◆ What you should do
Working from the entries below, count every line that includes the word "branch". Return the figure alone.

** Opening Entries provided block **

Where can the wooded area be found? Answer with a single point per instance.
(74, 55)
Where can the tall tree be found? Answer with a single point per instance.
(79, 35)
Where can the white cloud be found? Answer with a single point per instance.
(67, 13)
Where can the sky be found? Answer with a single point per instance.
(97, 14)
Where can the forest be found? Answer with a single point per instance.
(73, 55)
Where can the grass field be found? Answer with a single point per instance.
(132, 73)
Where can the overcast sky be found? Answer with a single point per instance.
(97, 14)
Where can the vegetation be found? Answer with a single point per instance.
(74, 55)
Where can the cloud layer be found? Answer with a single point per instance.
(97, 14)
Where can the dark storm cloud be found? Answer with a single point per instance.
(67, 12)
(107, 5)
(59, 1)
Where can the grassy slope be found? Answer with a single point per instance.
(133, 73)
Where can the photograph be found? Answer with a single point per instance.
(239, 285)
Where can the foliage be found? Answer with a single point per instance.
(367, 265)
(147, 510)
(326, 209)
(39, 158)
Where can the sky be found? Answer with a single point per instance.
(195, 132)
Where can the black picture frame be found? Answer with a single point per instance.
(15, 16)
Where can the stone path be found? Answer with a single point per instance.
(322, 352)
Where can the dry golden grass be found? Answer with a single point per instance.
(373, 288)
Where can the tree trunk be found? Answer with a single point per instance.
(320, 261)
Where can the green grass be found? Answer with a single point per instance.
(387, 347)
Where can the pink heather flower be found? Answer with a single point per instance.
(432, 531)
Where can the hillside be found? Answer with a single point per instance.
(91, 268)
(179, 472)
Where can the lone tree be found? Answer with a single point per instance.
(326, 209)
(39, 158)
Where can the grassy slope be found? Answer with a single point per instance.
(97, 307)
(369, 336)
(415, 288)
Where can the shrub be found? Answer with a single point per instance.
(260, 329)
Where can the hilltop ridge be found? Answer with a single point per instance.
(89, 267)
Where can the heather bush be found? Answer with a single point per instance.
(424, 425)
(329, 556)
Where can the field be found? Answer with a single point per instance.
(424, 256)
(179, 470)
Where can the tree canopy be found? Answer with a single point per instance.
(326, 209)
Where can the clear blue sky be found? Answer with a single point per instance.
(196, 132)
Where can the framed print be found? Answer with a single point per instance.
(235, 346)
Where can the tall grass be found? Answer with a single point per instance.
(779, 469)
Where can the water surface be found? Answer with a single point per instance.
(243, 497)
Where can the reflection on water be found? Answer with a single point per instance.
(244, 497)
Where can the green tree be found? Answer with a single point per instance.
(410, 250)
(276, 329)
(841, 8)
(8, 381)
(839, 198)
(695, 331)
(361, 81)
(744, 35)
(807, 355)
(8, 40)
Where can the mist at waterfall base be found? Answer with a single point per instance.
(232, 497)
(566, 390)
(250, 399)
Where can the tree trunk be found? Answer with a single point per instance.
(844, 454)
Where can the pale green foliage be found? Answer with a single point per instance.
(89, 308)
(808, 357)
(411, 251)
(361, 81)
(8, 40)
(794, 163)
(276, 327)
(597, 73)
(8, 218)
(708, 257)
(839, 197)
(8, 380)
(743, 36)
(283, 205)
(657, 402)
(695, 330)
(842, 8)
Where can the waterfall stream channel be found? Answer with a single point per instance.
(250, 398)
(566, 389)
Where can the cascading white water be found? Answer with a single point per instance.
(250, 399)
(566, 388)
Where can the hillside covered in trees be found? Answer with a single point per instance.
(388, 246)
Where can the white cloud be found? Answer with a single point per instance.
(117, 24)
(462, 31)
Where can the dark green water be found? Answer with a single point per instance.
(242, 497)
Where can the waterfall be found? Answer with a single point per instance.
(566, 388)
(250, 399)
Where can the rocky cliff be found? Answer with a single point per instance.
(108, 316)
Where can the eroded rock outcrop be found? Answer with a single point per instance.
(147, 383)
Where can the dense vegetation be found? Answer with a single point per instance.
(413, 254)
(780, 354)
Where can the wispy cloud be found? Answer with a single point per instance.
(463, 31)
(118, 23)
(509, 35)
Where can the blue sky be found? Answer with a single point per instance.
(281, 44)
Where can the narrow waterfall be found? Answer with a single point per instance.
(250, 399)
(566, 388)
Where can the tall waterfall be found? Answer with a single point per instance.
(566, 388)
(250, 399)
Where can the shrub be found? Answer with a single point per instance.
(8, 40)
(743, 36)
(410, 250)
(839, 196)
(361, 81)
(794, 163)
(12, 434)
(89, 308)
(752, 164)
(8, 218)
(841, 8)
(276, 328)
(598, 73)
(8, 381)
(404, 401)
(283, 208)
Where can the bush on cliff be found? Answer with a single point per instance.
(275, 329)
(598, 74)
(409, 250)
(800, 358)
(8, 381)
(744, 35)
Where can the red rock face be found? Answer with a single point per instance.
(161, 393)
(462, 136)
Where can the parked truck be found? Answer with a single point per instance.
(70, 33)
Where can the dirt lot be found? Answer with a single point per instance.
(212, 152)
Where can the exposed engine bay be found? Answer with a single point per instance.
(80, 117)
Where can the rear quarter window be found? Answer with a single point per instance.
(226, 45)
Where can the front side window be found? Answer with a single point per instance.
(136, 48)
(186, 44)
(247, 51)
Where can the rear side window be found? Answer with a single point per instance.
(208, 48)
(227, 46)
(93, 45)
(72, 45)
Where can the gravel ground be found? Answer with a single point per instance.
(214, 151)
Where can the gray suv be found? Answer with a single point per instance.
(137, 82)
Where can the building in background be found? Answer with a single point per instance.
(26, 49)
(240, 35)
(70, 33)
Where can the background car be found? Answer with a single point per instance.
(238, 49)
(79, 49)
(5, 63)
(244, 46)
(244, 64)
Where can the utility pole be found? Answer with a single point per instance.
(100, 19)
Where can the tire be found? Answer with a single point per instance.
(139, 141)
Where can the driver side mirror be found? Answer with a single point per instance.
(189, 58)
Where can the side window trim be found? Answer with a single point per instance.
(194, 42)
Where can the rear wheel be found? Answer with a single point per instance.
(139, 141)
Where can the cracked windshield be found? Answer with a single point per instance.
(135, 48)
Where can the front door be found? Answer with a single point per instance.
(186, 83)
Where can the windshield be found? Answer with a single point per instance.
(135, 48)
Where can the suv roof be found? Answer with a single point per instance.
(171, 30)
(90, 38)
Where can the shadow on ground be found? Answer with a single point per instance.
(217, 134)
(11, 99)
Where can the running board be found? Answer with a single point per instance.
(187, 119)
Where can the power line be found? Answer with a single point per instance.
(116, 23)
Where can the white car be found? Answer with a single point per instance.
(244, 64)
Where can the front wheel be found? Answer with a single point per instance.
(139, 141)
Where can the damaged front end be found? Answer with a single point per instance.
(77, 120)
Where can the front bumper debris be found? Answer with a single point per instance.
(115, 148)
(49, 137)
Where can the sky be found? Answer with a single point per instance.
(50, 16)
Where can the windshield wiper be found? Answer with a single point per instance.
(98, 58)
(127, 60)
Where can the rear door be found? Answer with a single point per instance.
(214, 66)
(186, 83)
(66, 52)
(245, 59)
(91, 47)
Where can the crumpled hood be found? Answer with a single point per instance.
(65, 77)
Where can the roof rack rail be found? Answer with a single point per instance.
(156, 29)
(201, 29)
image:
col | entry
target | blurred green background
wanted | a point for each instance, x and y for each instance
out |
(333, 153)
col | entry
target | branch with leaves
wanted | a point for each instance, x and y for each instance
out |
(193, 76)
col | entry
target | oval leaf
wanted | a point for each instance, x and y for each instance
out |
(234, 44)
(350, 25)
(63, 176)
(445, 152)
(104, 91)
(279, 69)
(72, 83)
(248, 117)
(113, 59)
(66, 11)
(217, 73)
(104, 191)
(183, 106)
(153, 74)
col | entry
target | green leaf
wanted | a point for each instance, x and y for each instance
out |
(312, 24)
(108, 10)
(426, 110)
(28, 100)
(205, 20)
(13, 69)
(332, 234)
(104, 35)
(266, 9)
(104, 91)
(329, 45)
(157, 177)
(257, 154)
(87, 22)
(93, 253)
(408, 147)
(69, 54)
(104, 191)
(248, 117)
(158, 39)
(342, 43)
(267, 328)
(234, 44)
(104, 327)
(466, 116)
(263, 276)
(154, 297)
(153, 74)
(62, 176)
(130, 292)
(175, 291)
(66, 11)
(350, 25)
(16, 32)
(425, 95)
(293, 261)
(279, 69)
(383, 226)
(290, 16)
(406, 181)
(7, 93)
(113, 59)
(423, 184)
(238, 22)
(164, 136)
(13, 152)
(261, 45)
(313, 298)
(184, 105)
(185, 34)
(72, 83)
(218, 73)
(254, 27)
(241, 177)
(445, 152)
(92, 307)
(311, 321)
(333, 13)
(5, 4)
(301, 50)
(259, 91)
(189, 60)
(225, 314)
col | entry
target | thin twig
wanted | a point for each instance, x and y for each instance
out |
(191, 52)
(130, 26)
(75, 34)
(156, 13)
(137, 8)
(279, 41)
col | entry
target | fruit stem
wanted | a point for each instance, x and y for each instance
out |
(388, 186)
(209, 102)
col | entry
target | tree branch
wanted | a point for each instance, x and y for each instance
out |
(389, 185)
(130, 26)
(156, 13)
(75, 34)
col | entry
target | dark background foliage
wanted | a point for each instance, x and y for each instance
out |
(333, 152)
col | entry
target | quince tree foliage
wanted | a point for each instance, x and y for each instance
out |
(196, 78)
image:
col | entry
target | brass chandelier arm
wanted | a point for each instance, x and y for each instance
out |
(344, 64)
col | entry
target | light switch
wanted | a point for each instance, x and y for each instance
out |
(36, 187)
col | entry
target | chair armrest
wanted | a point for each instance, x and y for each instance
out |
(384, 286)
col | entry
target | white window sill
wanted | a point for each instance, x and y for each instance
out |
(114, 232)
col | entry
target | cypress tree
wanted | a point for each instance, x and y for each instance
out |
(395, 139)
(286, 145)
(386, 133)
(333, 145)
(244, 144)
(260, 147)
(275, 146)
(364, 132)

** Closing Entries provided block **

◆ Task output
2